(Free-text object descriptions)
Content starts

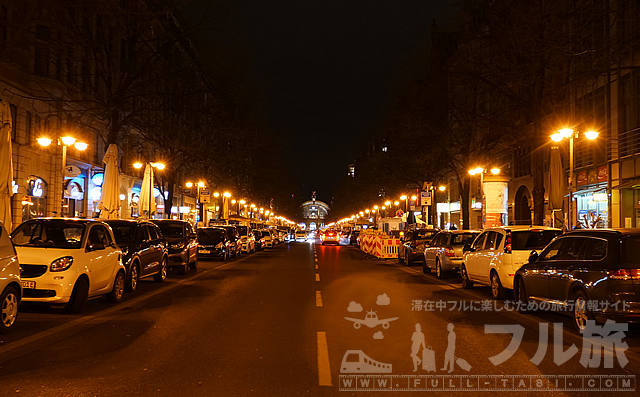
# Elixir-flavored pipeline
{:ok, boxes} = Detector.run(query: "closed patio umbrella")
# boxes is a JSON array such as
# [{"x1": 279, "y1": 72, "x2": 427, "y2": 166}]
[
  {"x1": 0, "y1": 101, "x2": 13, "y2": 231},
  {"x1": 97, "y1": 144, "x2": 120, "y2": 219},
  {"x1": 138, "y1": 163, "x2": 156, "y2": 219}
]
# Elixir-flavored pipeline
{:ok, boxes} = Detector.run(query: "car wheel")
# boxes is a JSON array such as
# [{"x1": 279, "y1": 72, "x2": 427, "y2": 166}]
[
  {"x1": 126, "y1": 262, "x2": 139, "y2": 292},
  {"x1": 516, "y1": 277, "x2": 528, "y2": 313},
  {"x1": 154, "y1": 258, "x2": 167, "y2": 282},
  {"x1": 422, "y1": 261, "x2": 431, "y2": 274},
  {"x1": 66, "y1": 278, "x2": 89, "y2": 313},
  {"x1": 405, "y1": 252, "x2": 413, "y2": 266},
  {"x1": 461, "y1": 265, "x2": 474, "y2": 289},
  {"x1": 1, "y1": 286, "x2": 19, "y2": 331},
  {"x1": 107, "y1": 271, "x2": 125, "y2": 303},
  {"x1": 436, "y1": 260, "x2": 445, "y2": 279},
  {"x1": 490, "y1": 271, "x2": 506, "y2": 300},
  {"x1": 573, "y1": 289, "x2": 595, "y2": 334}
]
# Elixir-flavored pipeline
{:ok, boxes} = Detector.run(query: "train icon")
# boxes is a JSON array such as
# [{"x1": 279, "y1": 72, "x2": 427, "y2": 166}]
[
  {"x1": 344, "y1": 309, "x2": 399, "y2": 329},
  {"x1": 341, "y1": 350, "x2": 393, "y2": 373}
]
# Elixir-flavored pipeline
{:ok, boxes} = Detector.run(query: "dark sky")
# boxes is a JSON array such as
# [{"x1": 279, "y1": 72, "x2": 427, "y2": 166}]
[{"x1": 196, "y1": 0, "x2": 458, "y2": 203}]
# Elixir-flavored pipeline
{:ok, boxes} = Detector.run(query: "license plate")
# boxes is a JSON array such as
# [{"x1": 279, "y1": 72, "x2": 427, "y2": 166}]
[
  {"x1": 21, "y1": 280, "x2": 36, "y2": 289},
  {"x1": 199, "y1": 250, "x2": 210, "y2": 254}
]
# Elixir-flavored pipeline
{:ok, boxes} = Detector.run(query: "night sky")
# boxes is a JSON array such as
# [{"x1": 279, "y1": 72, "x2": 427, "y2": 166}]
[{"x1": 195, "y1": 0, "x2": 458, "y2": 203}]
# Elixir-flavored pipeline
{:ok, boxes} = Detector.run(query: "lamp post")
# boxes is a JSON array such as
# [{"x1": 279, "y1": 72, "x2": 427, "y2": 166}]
[
  {"x1": 551, "y1": 128, "x2": 599, "y2": 229},
  {"x1": 38, "y1": 136, "x2": 88, "y2": 217},
  {"x1": 186, "y1": 181, "x2": 205, "y2": 225}
]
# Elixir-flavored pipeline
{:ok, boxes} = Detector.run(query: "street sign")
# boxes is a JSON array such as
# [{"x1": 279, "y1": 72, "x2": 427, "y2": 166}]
[
  {"x1": 64, "y1": 165, "x2": 81, "y2": 178},
  {"x1": 200, "y1": 190, "x2": 210, "y2": 203},
  {"x1": 421, "y1": 191, "x2": 432, "y2": 206},
  {"x1": 395, "y1": 209, "x2": 404, "y2": 218}
]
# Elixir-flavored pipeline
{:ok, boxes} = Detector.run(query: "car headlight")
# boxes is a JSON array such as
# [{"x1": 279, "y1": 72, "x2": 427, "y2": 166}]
[
  {"x1": 51, "y1": 256, "x2": 74, "y2": 272},
  {"x1": 170, "y1": 241, "x2": 185, "y2": 250}
]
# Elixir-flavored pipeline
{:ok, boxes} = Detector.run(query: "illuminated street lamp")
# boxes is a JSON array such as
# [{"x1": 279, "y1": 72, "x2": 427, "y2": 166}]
[
  {"x1": 38, "y1": 135, "x2": 88, "y2": 217},
  {"x1": 186, "y1": 181, "x2": 206, "y2": 224},
  {"x1": 550, "y1": 128, "x2": 599, "y2": 228}
]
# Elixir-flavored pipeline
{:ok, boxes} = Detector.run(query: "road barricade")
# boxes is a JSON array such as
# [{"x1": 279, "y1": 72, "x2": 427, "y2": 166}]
[{"x1": 360, "y1": 235, "x2": 400, "y2": 259}]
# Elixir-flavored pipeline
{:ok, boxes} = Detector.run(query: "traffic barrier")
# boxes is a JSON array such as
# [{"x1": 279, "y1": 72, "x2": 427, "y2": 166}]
[
  {"x1": 359, "y1": 235, "x2": 400, "y2": 259},
  {"x1": 379, "y1": 238, "x2": 401, "y2": 258}
]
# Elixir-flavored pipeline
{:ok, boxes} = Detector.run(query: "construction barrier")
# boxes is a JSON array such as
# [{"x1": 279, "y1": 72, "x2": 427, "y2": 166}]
[{"x1": 360, "y1": 235, "x2": 401, "y2": 259}]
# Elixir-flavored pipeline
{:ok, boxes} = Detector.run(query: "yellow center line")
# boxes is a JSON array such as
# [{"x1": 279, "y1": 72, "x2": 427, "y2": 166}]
[
  {"x1": 315, "y1": 264, "x2": 318, "y2": 269},
  {"x1": 316, "y1": 291, "x2": 323, "y2": 307},
  {"x1": 315, "y1": 273, "x2": 320, "y2": 281},
  {"x1": 317, "y1": 331, "x2": 332, "y2": 386}
]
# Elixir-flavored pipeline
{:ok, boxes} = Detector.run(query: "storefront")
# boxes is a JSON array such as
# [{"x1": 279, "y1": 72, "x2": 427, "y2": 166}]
[
  {"x1": 19, "y1": 176, "x2": 47, "y2": 222},
  {"x1": 574, "y1": 167, "x2": 608, "y2": 228}
]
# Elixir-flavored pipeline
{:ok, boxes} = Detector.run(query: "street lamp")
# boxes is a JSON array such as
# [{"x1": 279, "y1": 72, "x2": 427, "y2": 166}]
[
  {"x1": 550, "y1": 128, "x2": 599, "y2": 229},
  {"x1": 186, "y1": 181, "x2": 205, "y2": 225},
  {"x1": 38, "y1": 135, "x2": 88, "y2": 217}
]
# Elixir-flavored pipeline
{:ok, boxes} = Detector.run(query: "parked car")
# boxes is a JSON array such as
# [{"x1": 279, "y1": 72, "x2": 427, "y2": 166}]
[
  {"x1": 262, "y1": 229, "x2": 274, "y2": 248},
  {"x1": 461, "y1": 226, "x2": 562, "y2": 300},
  {"x1": 398, "y1": 228, "x2": 439, "y2": 265},
  {"x1": 349, "y1": 230, "x2": 360, "y2": 245},
  {"x1": 236, "y1": 225, "x2": 256, "y2": 254},
  {"x1": 196, "y1": 227, "x2": 232, "y2": 260},
  {"x1": 105, "y1": 220, "x2": 168, "y2": 291},
  {"x1": 321, "y1": 229, "x2": 340, "y2": 245},
  {"x1": 217, "y1": 225, "x2": 242, "y2": 257},
  {"x1": 254, "y1": 230, "x2": 266, "y2": 251},
  {"x1": 151, "y1": 219, "x2": 198, "y2": 273},
  {"x1": 295, "y1": 230, "x2": 307, "y2": 242},
  {"x1": 515, "y1": 229, "x2": 640, "y2": 333},
  {"x1": 0, "y1": 223, "x2": 21, "y2": 332},
  {"x1": 11, "y1": 218, "x2": 126, "y2": 313},
  {"x1": 423, "y1": 230, "x2": 481, "y2": 278}
]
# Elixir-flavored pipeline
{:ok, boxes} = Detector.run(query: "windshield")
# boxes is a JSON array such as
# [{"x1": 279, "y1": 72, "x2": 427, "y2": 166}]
[
  {"x1": 451, "y1": 233, "x2": 479, "y2": 245},
  {"x1": 416, "y1": 230, "x2": 438, "y2": 240},
  {"x1": 511, "y1": 230, "x2": 562, "y2": 250},
  {"x1": 237, "y1": 226, "x2": 249, "y2": 236},
  {"x1": 11, "y1": 221, "x2": 85, "y2": 249},
  {"x1": 156, "y1": 224, "x2": 184, "y2": 238},
  {"x1": 109, "y1": 225, "x2": 137, "y2": 244},
  {"x1": 197, "y1": 229, "x2": 225, "y2": 243}
]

Content ends

- [What to do]: Find all lines holding the word "lamp" in the records above and copy them.

- [Task output]:
{:ok, boxes} = Detector.run(query: "lamp post")
{:ok, boxes} = Detector.run(query: "illuminated street lamp")
{:ok, boxes} = Detector.run(query: "street lamp")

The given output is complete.